━━━ Teks yang Diberikan ━━━

News
Tragedi Ponpes Al Khoziny: 5 Fakta Terbaru yang Bikin Nyesek

Yoursay.id - Cerita pilu dari tragedi ambruknya Pondok Pesantren Al Khoziny, Sidoarjo, ternyata masih menyisakan duka yang mendalam. Di saat tim DVI berjibaku mengidentifikasi para korban, muncul desakan keras dari para pegiat hukum agar kasus ini tidak berhenti di jeruji besi saja.
Ada tuntutan baru yang lebih fundamental: keadilan finansial untuk para keluarga korban. Ini dia lima fakta terbaru dari kasus yang mengguncang dunia pendidikan ini.
1. Update Korban: 53 dari 67 Jenazah Sudah Teridentifikasi
Perjuangan tim DVI Polda Jatim terus membuahkan hasil. Dua jenazah tambahan berhasil diidentifikasi, sehingga total korban yang sudah dikenali kini mencapai 53 orang.

━━━

(Tugas 1): Menurut teks yang diberikan, mengapa jumlah korban yang sudah teridentifikasi kini mencapai 53 orang? Jelaskan dalam satu sampai tiga kalimat.
(Tugas 2): Tuntutan baru apa yang disebut dalam teks yang diberikan?
(Tugas 3): Tolong kutip bagian teks yang diberikan antara "1. Update Korban: 53" dan "mencapai 53 orang.", termasuk kedua batas itu.

━━━ Data Mentah ━━━

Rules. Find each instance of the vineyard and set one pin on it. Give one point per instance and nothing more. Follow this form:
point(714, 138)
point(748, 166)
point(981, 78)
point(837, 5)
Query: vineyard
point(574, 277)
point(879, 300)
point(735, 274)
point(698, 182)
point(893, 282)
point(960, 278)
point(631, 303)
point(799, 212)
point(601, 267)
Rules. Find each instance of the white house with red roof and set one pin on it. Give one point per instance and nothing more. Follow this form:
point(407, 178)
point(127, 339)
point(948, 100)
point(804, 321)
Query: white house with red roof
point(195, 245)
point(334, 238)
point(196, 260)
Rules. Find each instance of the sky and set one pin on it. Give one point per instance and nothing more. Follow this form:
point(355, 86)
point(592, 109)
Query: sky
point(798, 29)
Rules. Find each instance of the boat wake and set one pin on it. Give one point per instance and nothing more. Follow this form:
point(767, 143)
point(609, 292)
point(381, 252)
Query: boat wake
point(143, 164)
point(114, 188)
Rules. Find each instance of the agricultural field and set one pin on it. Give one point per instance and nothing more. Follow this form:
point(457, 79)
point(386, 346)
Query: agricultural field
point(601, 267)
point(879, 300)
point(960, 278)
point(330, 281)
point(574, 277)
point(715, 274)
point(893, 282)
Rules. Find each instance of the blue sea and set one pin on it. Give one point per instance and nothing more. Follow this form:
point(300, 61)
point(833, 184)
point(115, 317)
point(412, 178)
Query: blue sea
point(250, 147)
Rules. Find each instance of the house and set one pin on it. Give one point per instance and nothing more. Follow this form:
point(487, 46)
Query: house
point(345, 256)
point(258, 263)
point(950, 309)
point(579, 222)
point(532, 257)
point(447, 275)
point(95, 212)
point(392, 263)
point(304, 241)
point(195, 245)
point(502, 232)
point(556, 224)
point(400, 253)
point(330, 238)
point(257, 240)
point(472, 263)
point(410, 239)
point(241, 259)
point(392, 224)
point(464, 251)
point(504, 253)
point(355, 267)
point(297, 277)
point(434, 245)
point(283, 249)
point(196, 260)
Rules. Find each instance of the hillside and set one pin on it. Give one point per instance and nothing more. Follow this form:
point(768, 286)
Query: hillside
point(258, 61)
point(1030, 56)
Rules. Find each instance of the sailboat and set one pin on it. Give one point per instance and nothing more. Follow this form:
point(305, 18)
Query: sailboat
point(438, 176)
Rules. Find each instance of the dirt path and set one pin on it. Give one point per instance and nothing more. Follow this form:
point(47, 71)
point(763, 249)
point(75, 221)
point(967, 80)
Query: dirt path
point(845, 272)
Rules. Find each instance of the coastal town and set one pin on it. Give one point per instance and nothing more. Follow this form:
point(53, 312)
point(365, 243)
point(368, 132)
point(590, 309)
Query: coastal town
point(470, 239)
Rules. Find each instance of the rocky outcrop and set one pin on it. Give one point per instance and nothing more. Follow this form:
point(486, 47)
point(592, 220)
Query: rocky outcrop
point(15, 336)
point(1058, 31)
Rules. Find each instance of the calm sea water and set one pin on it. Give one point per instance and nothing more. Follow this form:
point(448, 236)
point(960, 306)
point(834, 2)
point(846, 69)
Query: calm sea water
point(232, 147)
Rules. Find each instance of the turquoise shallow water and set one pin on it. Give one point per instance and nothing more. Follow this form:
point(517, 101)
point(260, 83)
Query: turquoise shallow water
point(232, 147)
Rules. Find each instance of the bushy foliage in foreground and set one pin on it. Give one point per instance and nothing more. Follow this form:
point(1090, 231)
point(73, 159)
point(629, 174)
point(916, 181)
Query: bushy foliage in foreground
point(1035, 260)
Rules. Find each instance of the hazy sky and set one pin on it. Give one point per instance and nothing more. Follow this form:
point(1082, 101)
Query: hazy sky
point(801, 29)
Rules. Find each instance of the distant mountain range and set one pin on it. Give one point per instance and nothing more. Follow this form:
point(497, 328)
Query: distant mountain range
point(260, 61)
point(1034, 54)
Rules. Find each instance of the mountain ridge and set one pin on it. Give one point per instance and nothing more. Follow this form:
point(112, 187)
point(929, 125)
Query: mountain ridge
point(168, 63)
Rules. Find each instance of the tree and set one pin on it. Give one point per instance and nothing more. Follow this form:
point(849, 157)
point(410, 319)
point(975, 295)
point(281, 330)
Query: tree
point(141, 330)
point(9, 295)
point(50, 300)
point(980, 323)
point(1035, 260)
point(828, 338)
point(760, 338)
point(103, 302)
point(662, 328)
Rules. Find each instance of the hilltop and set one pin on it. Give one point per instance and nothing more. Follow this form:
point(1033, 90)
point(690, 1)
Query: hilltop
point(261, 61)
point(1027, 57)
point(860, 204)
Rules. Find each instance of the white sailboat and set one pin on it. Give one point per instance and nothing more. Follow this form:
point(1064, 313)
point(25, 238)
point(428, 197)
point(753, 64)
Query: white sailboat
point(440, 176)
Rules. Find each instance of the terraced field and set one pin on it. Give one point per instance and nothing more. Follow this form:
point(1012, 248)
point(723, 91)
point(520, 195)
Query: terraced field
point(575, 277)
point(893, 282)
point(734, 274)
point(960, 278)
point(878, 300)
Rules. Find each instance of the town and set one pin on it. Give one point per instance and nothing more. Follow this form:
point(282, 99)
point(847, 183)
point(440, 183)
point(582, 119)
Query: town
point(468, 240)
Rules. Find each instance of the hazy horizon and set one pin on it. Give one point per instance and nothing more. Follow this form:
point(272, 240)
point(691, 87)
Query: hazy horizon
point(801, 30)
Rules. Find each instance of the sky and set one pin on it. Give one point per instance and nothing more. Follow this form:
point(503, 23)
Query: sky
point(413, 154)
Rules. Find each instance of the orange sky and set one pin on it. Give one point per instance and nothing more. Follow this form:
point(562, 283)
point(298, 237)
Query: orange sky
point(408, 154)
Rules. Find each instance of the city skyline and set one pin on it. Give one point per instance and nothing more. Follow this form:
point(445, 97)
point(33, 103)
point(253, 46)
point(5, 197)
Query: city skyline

━━━

(Jawaban 1): Jumlahnya kini mencapai 53 orang karena tim DVI Polda Jatim berhasil mengidentifikasi dua jenazah tambahan. Dengan tambahan itu, total korban yang sudah dikenali menjadi 53 dari 67 jenazah.

(Jawaban 2): Keadilan finansial untuk para keluarga korban.

(Jawaban 3):
1. Update Korban: 53 dari 67 Jenazah Sudah Teridentifikasi
Perjuangan tim DVI Polda Jatim terus membuahkan hasil. Dua jenazah tambahan berhasil diidentifikasi, sehingga total korban yang sudah dikenali kini mencapai 53 orang.